→ **TEXT PASSAGE**
A NATION OF NURSES – THE FUTURE OF PHILIPPINE NURSING
By: Alvin Cloyd Dakis, RN
Featured Article in Mulat Pinoy
Filipino nurses have been known to be one of the most caring nurses in the world – one that many foreign nationals would prefer and trust. This brand of excellence became the Philippines’ banner for sending its nurses to the world market. This made the Bachelor of Science in Nursing an instant National College Course of the country.
The nursing profession in the Philippines stemmed way back where Filipinos are very superstitious and their practice of health & sickness were often associated with mysticism, spirits, witchcraft and herbal medicines of which some still exist. During the Spanish regime hospitals and schools of nursing were fist built and during the Spanish Revolution, prominent personages became nurses to their wounded comrades such as Trinidad Tecson famously known as Ina ng Biak na Bato, Agueda Kahabagan of Laguna, Melchora Aquino also known as Tandang Sora and Josephine Bracken, the wife of Dr. Jose Rizal, who installed a field hospital in their estate in Tejeros.
The National Course
From its silent beginnings, the Philippine nursing profession grew to become a major player in the global healthcare market where it became the biggest supplier of registered nurses in the international nursing labor force due to the global nursing shortage. Schools of Nursing grew tremendously from 17 schools in the 1950’s to a soaring 491 in 2010 with recently 40,000 passers averaging each year. The number of registered nurses in the country is now reaching a sky-rocketing 600,000 registered health care professionals – more than thrice the number of other health professionals in the country combined.
If you will ask students, what they would want to become during those times is to be a nurse. Parents once dreamed of their children to be doctors, lawyers and engineers – now they choose their children to become nurses. Global market for foreign nurses increased drastically and the demand for Filipino nurses to serve soared. It was in 2005 when the demand for Filipino nurses reached its highest.
Abundance in Scarcity
Outstandingly we produced thousands of nurses but have only employed less than 50,000 nationwide and a growing 287,000 of it are now unemployed or underemployed in the country. The Department of Health recommends that 1 nurse serve 10 patients but looking into our current health system, 1 nurse would serve more than 50 patients in a public hospital. Now this ratio becomes even worse in the public health community setting where 1 nurse would serve more than 50,000 residents.

→ **PROVIDED RECORDS**

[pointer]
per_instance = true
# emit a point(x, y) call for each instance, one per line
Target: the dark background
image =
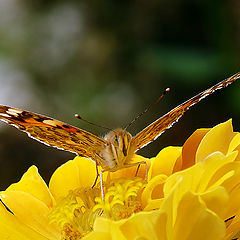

→ **QUESTIONS TO ANSWER**
[1] According to the article on Philippine nursing, how many schools of nursing were there in the country in 2010?
[2] For each statement, say whether it agrees with the article on Philippine nursing. Give yes or no and quote the words that decide it. (a) The Department of Health recommends that one nurse serve 10 patients. (b) Demand for Filipino nurses was at its highest in 2010. (c) Josephine Bracken set up a field hospital in Tejeros.
Work from the text alone, not from the rows.

→ **ACTIVITY ANSWERS**
[1] 491

[2]
(a) Yes: "The Department of Health recommends that 1 nurse serve 10 patients"
(b) No: "It was in 2005 when the demand for Filipino nurses reached its highest."
(c) Yes: "who installed a field hospital in their estate in Tejeros"